*WORK REQUEST:*
Return the passage of the Gavin Lambert obituary from "Their manifesto anticipated" to "and Mark Harmon.", word for word.

*PASSAGE TO READ:*
------------------------
Gavin Lambert,
the openly gay screenwriter and novelist who became an
insightful chronicler of Hollywood in such works as his
novel and screenplay Inside Daily Clover as well as
his books On Cukor, Norma Shearer: A Life, and
Natalie Wood: A Life in Seven Takes, died Sunday
of pulmonary fibrosis at Barlow Respiratory Hospital in Los
Angeles. He was 80. The British writer, who became a U.S.
citizen in 1964, was twice nominated for awards by both the
Academy of Motion Picture Arts and Sciences and the Writers
Guild of America: for the 1960 screen adaptation of D.H.
Lawrence's Sons and Lovers, which he wrote with
T.E.B. Clarke, and 1977's adaptation of the I Never
Promised You a Rose Garden, which he wrote with
Lewis John Carlino. "He was one of the brightest, wittiest
people I have ever known," recalled playwright Mart Crowley
(The Boys in the Band), a longtime friend. "I was
never bored with him."
Born in Sussex, England, on July 23, 1924, Lambert
attended Cheltenham College and Magdalen College, Oxford,
where he became friends with aspiring filmmakers Karel Reisz
and Lindsay Anderson, with whom he cofounded and coedited
the groundbreaking film journal Sequence in 1947. In
the '50s, along with director Tony Richardson, Lambert and
his circle spearheaded Britain's Free Cinema movement,
calling for more social realism in films by focusing on "the
importance of people and the significance of the everyday."
Their manifesto anticipated the French New Wave of
filmmaking and also brought the spirit of England's "angry
young men" group of playwrights to the screen.
From 1949 to 1955, Lambert edited the film journal
Sight and Sound before writing his first film
Another Sky, the tale of an Englishwoman in North
Africa, which was the one film he directed. In 1961, Lambert
wrote the screen adaptation, along with Jan Read, of
Tennessee Williams's The Roman Spring of Mrs. Stone,
which starred Vivien Leigh and Warren Beatty. He penned
another Williams adaptation in 1989, the TV version of
Sweet Bird of Youth, starring Elizabeth Taylor
and Mark Harmon.
Lambert came to Los Angeles in 1954 to work as an
assistant to director Nicholas Ray, on whose film Bigger
Than Life he did some uncredited writing. He
demonstrated his flair for capturing the inner workings of
Hollywood with his 1963 novel Inside Daisy Clover,
which was filmed by Robert Mulligan in 1965. The film
starred Natalie Wood as a teenager who becomes an overnight
star--Wood and Lambert became lifelong friends--and broke
sexual ground, however tentatively, with Robert Redford's
portrait of a bisexual movie star.
------------------------
Referring expression pointing data:
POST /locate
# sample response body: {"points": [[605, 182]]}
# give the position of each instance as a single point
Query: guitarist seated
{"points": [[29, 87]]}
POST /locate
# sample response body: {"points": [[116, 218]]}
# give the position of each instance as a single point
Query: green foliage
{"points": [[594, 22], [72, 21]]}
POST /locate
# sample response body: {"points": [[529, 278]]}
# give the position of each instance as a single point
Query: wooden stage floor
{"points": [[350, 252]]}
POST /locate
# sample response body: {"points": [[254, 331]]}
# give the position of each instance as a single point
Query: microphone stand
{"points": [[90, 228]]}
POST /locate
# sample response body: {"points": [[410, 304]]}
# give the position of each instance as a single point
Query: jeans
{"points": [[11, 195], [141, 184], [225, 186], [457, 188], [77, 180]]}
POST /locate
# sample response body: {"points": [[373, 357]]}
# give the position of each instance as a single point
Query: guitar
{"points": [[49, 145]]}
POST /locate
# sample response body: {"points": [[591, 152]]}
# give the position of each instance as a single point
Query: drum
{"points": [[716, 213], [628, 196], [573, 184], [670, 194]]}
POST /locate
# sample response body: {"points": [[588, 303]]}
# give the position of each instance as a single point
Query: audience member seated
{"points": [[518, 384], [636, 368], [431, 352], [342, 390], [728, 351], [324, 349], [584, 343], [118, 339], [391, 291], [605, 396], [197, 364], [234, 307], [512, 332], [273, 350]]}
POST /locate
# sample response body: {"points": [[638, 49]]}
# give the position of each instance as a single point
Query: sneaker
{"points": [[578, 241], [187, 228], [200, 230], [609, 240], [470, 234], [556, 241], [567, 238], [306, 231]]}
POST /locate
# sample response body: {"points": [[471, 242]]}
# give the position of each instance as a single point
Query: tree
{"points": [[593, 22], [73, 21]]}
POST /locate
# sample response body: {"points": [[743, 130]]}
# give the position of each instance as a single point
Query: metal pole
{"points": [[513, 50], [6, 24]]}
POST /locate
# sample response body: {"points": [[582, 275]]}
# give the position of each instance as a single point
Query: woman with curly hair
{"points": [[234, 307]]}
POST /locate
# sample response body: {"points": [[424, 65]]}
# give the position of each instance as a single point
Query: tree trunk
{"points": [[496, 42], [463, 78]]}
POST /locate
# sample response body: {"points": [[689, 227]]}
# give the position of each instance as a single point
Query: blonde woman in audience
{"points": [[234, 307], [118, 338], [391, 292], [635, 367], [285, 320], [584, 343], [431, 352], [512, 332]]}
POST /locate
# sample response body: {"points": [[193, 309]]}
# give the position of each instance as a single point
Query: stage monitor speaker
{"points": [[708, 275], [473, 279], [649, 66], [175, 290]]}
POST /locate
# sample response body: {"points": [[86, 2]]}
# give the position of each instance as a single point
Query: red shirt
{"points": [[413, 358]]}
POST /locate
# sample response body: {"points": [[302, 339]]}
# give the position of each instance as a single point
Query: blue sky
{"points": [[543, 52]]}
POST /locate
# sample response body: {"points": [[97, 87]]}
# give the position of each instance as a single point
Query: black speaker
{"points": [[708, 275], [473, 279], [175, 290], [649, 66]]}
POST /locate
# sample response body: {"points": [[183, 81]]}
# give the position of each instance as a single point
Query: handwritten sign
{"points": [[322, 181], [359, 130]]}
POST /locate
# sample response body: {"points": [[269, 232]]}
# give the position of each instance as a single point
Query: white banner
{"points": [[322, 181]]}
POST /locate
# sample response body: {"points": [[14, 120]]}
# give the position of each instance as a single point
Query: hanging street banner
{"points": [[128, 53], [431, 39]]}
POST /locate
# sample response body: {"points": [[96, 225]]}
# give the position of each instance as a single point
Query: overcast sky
------------------------
*ANSWER TO THE EXERCISE:*
Their manifesto anticipated the French New Wave of
filmmaking and also brought the spirit of England's "angry
young men" group of playwrights to the screen.
From 1949 to 1955, Lambert edited the film journal
Sight and Sound before writing his first film
Another Sky, the tale of an Englishwoman in North
Africa, which was the one film he directed. In 1961, Lambert
wrote the screen adaptation, along with Jan Read, of
Tennessee Williams's The Roman Spring of Mrs. Stone,
which starred Vivien Leigh and Warren Beatty. He penned
another Williams adaptation in 1989, the TV version of
Sweet Bird of Youth, starring Elizabeth Taylor
and Mark Harmon.